## Esercizio proposto
Ricopia per intero, senza alcuna modifica, il brano su Rifondazione Comunista e la nozione di egemonia.

## Brano

········

Ancora due osservazioni in proposito. Le difficoltà procurate dalla presenza moderata nel corso dei “Forum istituzionali”, possono tramutarsi in grandi opportunità, proprio in virtù del peso politico che quella presenza conferisce alle risoluzioni approvate: ora sarà difficile per gli amministratori di centro sinistra ignorare in sede locale quel che hanno approvato in sede globale. In ogni caso, il Prc non starà a guardare, sin dalle prossime elezioni amministrative. La seconda considerazione riguarda precisamente Rifondazione Comunista. Io non so se utilizziamo tutti nella stessa accezione la nozione di “egemonia”. So, però, che troppo spesso in sede congressuale badiamo più alle parole che non ai fatti: e potrà capitare che – se utilizzata da un “partitista” – quella nozione possa fatalmente evocare la metafora del “mettere il cappello” (ovviamente sul movimento). Nei congressi, duelliamo con parole senza capirci; sul campo, ho visto invece una delegazione del Prc fare egemonia: cioè confrontarsi con una realtà complessa (poiché Porto Alegre, come abbiamo visto, non è “uno” ma “molti”), stabilire nella discussione interna una linea di condotta, non restare alla coda dei fatti e – insieme – tentare di modificare lo stato delle cose sulla base di quella linea di condotta. Questo io chiamo “fare egemonia”: chissà se la forza delle parole (congressuali) sarà pari a quella sprigionata spontaneamente dai nostri concreti comportamenti.

········

## Elenco archiviato
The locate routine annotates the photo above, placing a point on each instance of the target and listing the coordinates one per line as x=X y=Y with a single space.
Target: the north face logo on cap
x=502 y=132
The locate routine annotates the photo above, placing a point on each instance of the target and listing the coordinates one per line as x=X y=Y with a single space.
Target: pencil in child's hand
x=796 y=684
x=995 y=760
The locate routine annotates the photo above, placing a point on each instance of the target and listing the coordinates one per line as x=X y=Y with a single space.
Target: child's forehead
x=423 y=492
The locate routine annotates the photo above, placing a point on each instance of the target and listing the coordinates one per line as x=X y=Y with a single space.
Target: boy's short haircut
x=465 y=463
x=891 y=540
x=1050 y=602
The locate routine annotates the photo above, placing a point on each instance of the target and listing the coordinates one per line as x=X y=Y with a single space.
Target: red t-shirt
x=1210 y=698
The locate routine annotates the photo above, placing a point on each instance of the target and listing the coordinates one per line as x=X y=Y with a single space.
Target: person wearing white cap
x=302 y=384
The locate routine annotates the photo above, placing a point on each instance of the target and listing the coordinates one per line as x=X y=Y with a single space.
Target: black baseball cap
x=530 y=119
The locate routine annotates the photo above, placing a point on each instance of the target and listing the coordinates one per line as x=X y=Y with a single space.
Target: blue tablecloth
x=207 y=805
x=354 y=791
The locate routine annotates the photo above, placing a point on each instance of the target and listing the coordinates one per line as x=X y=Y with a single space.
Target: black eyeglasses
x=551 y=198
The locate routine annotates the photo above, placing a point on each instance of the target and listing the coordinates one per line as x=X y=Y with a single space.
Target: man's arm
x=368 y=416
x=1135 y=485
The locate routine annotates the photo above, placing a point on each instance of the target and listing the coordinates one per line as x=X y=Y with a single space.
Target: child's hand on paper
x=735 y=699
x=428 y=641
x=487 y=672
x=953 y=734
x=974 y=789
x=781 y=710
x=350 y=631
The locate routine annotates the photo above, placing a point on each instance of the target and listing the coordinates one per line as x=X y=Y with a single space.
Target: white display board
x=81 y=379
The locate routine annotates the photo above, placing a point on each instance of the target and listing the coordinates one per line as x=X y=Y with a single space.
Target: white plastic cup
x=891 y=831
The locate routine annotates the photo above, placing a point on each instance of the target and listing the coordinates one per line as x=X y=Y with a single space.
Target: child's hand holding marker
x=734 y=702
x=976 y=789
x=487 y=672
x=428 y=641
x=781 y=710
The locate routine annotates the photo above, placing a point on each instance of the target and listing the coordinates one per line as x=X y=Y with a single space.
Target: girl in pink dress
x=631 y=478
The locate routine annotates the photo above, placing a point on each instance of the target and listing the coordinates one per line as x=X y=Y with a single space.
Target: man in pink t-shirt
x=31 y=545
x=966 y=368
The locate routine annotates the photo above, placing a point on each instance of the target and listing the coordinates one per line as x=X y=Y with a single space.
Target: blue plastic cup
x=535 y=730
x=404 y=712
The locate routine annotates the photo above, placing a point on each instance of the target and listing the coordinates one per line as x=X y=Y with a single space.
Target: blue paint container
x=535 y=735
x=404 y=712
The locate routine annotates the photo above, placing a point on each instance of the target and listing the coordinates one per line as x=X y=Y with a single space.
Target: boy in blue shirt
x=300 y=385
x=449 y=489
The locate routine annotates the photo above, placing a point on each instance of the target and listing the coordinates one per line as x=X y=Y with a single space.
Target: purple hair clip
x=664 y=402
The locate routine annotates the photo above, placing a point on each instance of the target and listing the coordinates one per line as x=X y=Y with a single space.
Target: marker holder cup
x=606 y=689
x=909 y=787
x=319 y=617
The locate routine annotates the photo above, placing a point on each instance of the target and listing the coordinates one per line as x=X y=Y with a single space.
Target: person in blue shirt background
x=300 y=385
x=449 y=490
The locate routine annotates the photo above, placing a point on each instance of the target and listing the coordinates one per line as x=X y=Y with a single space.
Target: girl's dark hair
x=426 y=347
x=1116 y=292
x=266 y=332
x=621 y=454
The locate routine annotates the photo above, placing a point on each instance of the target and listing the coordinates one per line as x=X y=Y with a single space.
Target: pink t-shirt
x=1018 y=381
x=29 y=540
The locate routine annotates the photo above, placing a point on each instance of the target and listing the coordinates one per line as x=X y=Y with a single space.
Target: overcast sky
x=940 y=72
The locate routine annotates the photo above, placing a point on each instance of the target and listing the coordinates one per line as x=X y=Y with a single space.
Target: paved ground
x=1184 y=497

········

## Risposta finale
Ancora due osservazioni in proposito. Le difficoltà procurate dalla presenza moderata nel corso dei “Forum istituzionali”, possono tramutarsi in grandi opportunità, proprio in virtù del peso politico che quella presenza conferisce alle risoluzioni approvate: ora sarà difficile per gli amministratori di centro sinistra ignorare in sede locale quel che hanno approvato in sede globale. In ogni caso, il Prc non starà a guardare, sin dalle prossime elezioni amministrative. La seconda considerazione riguarda precisamente Rifondazione Comunista. Io non so se utilizziamo tutti nella stessa accezione la nozione di “egemonia”. So, però, che troppo spesso in sede congressuale badiamo più alle parole che non ai fatti: e potrà capitare che – se utilizzata da un “partitista” – quella nozione possa fatalmente evocare la metafora del “mettere il cappello” (ovviamente sul movimento). Nei congressi, duelliamo con parole senza capirci; sul campo, ho visto invece una delegazione del Prc fare egemonia: cioè confrontarsi con una realtà complessa (poiché Porto Alegre, come abbiamo visto, non è “uno” ma “molti”), stabilire nella discussione interna una linea di condotta, non restare alla coda dei fatti e – insieme – tentare di modificare lo stato delle cose sulla base di quella linea di condotta. Questo io chiamo “fare egemonia”: chissà se la forza delle parole (congressuali) sarà pari a quella sprigionata spontaneamente dai nostri concreti comportamenti.